==== Records shown

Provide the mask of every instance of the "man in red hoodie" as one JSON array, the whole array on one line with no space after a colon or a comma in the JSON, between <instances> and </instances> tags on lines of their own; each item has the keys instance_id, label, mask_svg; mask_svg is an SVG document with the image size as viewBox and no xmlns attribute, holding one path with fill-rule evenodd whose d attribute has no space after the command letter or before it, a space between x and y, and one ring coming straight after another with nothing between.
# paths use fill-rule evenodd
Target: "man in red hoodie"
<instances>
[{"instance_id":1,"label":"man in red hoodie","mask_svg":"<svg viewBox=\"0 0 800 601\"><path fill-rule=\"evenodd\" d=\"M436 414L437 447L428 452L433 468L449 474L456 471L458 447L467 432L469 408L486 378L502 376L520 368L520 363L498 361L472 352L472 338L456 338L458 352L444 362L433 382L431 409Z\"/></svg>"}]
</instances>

========

▶ **Brief**:
Please echo each line of the records above without any changes.

▶ **Written response**:
Provide the mask of every instance of the "man in red hoodie" as one JSON array, the whole array on one line with no space after a colon or a comma in the JSON, between <instances> and </instances> tags on lines of their own; each item has the keys instance_id, label, mask_svg; mask_svg is an SVG document with the image size as viewBox and no xmlns attribute, holding one path with fill-rule evenodd whose d attribute has no space after the command letter or before it, a space between x and y, and one ring coming straight after another with nothing between.
# paths use fill-rule evenodd
Target: "man in red hoodie"
<instances>
[{"instance_id":1,"label":"man in red hoodie","mask_svg":"<svg viewBox=\"0 0 800 601\"><path fill-rule=\"evenodd\" d=\"M436 414L437 447L428 452L433 468L449 474L456 471L458 447L467 432L469 408L486 378L502 376L520 368L520 363L498 361L472 352L472 338L456 338L458 352L444 362L433 382L431 409Z\"/></svg>"}]
</instances>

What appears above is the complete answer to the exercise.